## Work order 1
Answer these questions about the article on the maternity care report, one answer per line:
(a) Who wrote the report?
(b) Which organization released it?
(c) Which three maternity interventions does the article give as examples?
## Work order 2
Reproduce the passage of the article on the maternity care report from "The new report" up to and including "engagement, and research.".

## Text under study
※
This article originally appeared on on January 13, 2015.

New Scientific Report: Unnecessary Medical Interventions in Labor and Delivery May be Putting Mothers, Babies at Risk

WASHINGTON, D.C. — January 13, 2015 —

The country’s maternity care system is missing opportunities to provide better care and use resources more wisely by routinely intervening in labor and delivery in ways that interfere with, instead of promoting, supporting and protecting, innate biological processes that result in healthier outcomes for women and newborns. That is the conclusion of a major new report, Hormonal Physiology of Childbearing: Evidence and Implications for Women, Babies, and Maternity Care, released today. The unprecedented synthesis of scientific research on how hormone systems function from late pregnancy through the early postpartum period concludes that commonly used maternity interventions — such as labor induction, epidural analgesia, and cesarean section — can disturb hormonal processes and interfere with the benefits they offer.

The new report was authored by Dr. Sarah J. Buckley and released by Childbirth Connection, a program of the National Partnership for Women & Families. It synthesizes evidence about the impacts of common maternity care practices and interventions on four hormonal systems that are consequential for childbearing. It finds that a large body of evidence demonstrates that the hormonal physiology of childbearing has significant benefits for the health of mothers and babies and can optimize breastfeeding and maternal-infant attachment. But it concludes that common maternity care interventions may disturb hormonal processes, reduce their benefits, and create new challenges. The report’s recommendations have implications for policy, practice, education, consumer engagement, and research.
※
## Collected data
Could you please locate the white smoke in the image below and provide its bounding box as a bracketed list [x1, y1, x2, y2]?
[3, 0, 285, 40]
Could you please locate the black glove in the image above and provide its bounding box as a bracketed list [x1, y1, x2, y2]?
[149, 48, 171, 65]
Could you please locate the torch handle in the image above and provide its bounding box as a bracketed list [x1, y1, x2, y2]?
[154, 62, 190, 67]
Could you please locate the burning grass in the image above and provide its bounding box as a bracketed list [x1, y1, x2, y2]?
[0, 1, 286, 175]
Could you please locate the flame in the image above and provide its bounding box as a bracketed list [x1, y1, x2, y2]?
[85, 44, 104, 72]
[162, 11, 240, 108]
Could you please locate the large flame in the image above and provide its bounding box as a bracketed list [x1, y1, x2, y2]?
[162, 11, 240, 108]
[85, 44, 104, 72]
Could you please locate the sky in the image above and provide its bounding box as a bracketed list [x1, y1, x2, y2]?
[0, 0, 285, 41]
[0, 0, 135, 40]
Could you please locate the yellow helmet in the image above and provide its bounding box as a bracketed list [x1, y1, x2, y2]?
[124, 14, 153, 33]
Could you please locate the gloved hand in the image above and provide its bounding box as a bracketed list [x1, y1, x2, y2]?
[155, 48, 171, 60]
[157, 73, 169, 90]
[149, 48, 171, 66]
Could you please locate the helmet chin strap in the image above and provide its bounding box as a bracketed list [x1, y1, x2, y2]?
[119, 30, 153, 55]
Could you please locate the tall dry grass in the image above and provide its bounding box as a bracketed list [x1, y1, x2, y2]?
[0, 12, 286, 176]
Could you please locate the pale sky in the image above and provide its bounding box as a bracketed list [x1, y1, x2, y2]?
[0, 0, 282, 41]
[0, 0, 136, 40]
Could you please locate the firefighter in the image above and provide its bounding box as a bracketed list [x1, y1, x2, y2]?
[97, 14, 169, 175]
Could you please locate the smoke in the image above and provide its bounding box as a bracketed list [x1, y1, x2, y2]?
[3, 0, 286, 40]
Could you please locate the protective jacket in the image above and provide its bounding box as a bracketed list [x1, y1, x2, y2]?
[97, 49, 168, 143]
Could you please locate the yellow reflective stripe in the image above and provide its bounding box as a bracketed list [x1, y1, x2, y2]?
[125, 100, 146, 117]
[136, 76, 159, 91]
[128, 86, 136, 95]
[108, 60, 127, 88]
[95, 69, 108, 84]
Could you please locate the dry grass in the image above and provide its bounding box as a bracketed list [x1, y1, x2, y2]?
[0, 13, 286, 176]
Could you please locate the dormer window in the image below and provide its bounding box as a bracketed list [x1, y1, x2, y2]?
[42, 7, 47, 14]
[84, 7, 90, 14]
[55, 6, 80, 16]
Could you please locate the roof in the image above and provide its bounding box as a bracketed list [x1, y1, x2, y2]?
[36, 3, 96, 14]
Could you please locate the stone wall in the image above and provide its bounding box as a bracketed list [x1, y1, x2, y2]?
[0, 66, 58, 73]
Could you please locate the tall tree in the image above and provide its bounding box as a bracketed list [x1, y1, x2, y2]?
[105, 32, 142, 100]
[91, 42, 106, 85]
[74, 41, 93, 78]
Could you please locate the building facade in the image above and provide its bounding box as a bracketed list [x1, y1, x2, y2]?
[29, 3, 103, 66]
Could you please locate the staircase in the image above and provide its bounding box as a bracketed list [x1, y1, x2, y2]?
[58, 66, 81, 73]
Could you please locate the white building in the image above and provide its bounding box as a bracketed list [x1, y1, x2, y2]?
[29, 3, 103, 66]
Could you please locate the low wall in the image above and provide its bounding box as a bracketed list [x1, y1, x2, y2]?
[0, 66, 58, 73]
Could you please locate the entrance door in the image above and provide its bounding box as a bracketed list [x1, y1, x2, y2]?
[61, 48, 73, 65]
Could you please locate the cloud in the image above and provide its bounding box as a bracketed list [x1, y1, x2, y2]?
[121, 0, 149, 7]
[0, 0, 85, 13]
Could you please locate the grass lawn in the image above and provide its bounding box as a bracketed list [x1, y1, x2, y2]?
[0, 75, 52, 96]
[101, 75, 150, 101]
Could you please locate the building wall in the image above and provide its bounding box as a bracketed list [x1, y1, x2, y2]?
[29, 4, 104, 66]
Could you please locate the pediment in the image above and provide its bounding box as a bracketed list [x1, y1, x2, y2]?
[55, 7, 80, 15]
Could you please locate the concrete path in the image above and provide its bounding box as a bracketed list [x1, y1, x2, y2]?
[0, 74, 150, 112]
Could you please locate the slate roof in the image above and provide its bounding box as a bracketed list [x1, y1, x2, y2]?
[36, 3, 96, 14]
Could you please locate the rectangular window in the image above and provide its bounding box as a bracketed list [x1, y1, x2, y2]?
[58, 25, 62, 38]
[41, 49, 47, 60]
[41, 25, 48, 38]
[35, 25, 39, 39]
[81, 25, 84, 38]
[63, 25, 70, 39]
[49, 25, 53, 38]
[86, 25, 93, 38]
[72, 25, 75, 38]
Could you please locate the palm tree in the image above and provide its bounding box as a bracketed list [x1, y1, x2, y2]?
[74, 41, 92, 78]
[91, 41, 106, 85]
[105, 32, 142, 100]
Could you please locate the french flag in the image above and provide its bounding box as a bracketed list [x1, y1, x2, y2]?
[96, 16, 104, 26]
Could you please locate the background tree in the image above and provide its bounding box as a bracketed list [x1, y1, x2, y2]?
※
## Answer space 1
(a) Dr. Sarah J. Buckley
(b) Childbirth Connection, a program of the National Partnership for Women & Families
(c) Labor induction, epidural analgesia, and cesarean section

## Answer space 2
The new report was authored by Dr. Sarah J. Buckley and released by Childbirth Connection, a program of the National Partnership for Women & Families. It synthesizes evidence about the impacts of common maternity care practices and interventions on four hormonal systems that are consequential for childbearing. It finds that a large body of evidence demonstrates that the hormonal physiology of childbearing has significant benefits for the health of mothers and babies and can optimize breastfeeding and maternal-infant attachment. But it concludes that common maternity care interventions may disturb hormonal processes, reduce their benefits, and create new challenges. The report’s recommendations have implications for policy, practice, education, consumer engagement, and research.